(Region pointing data)
━━━━━━━━━━━━━━━━━━━━━━━━━━━━━━

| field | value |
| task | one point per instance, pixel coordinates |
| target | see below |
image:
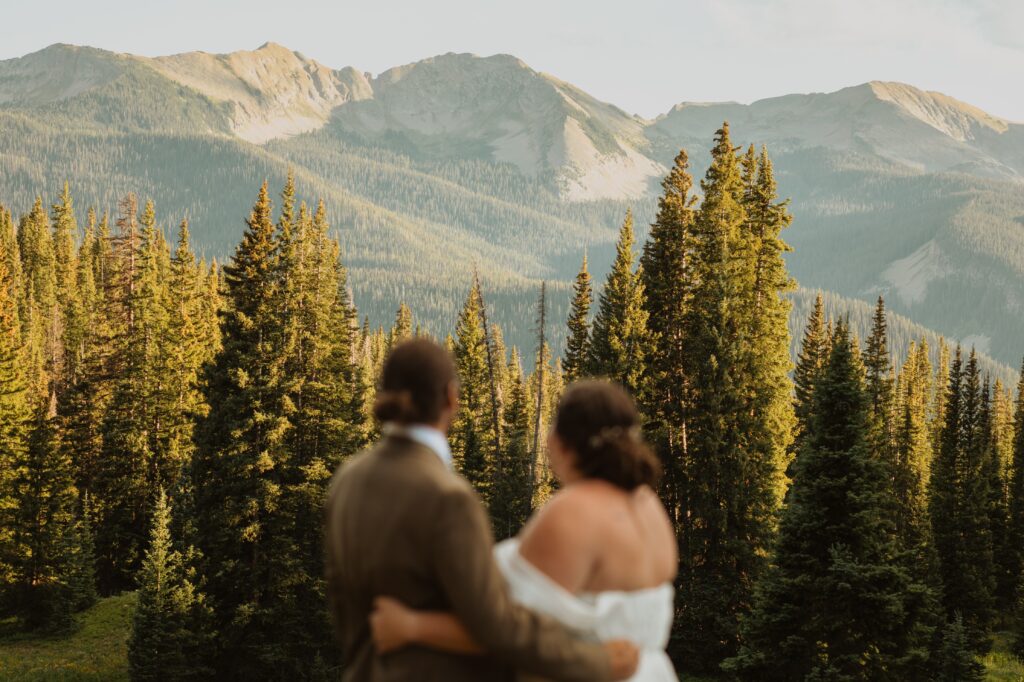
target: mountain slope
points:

━━━━━━━━━━━━━━━━━━━━━━━━━━━━━━

• _ASSIGNED TASK_: Could you copy the lines above exactly and skip the images?

• _RESPONSE BELOW_:
| field | value |
| task | one point per instance, pixel coordinates |
| target | see below |
image:
target: mountain slope
points:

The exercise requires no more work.